## EXTRACT TO READ

⟨

Budget 2013-14 should identify the critical ingredients of growth and address them through appropriate policy interventions, writes Chandrajit Banerjee.

india Updated: Jan 22, 2013 21:27 IST

At a time when the Indian economy is witnessing a sharp slowdown, we believe that the Union budget for 2013-14 should focus on reviving the growth momentum of the economy. It comes against the backdrop of persistently high inflation, escalating fiscal and current account deficits, falling investment levels, difficult export performance, weakening consumer demand and an uncertain global economic environment. It needs to identify the critical ingredients of growth and address them through appropriate policy interventions.

Restarting investment demand, a crucial catalyst for reviving growth, should be a top priority. Business sentiments in the economy are currently weak, causing investment activities to shrink rapidly. In the first three quarters of the current fiscal, new investment projects announced declined by around 50% over the corresponding period last year. While recent reform measures have helped in mitigating negative sentiments of investors, more needs to be done to accelerate the pace of overall investment.

To rejuvenate investments, the Confederation of Indian Industry (CII) recommends quick and time-bound clearance of 50 large projects with the intervention of the recently instituted Cabinet Committee on Investment (CCI). As many approvals derive from states, they should be encouraged to set up similar investment boards, in line with CCI, under the chairmanship of chief minsters.

Additionally, allowing accelerated depreciation for investments in plant and machinery from the present level of 15-25% for a pre-defined period of 3–5 years is crucial for lifting investment. Project developers can then obtain full tax advantage of depreciation in a shorter period of time, incentivising fresh investments without affecting government revenues. Similarly, a weighted tax deduction on expenditure incurred by companies ‘going green’ could be considered.

Much investment can emanate from public sector companies, which enjoy a pile of investable cash. Their role becomes especially critical since private sector investments have been declining. However, government companies have shown faster rate of contraction in new project announcements than private ones in the current fiscal. Central government-run companies alone are holding an estimated investable surplus of about R2.5 lakh crore, which may be used for building new capacity. This will stimulate overall investment in the economy by way of various forward and backward linkages.

⟩

## TASK DIRECTIONS
From the budget article, return word for word the part that opens with the words containing "Restarting investment demand, a" and closes with "of chief minsters.". The material that comes after the budget article plays no part in this.

## ENTRIES
⟨

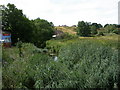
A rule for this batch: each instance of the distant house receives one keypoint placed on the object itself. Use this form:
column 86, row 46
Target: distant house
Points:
column 5, row 38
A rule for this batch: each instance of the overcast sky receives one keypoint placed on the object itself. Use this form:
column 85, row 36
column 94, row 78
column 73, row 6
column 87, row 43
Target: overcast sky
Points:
column 69, row 12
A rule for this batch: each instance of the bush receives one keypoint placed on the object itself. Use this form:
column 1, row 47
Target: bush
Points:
column 95, row 63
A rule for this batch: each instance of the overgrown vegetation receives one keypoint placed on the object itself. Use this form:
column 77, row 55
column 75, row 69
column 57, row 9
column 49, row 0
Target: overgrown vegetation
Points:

⟩

## SOLUTION TO THIS TASK
Restarting investment demand, a crucial catalyst for reviving growth, should be a top priority. Business sentiments in the economy are currently weak, causing investment activities to shrink rapidly. In the first three quarters of the current fiscal, new investment projects announced declined by around 50% over the corresponding period last year. While recent reform measures have helped in mitigating negative sentiments of investors, more needs to be done to accelerate the pace of overall investment.

To rejuvenate investments, the Confederation of Indian Industry (CII) recommends quick and time-bound clearance of 50 large projects with the intervention of the recently instituted Cabinet Committee on Investment (CCI). As many approvals derive from states, they should be encouraged to set up similar investment boards, in line with CCI, under the chairmanship of chief minsters.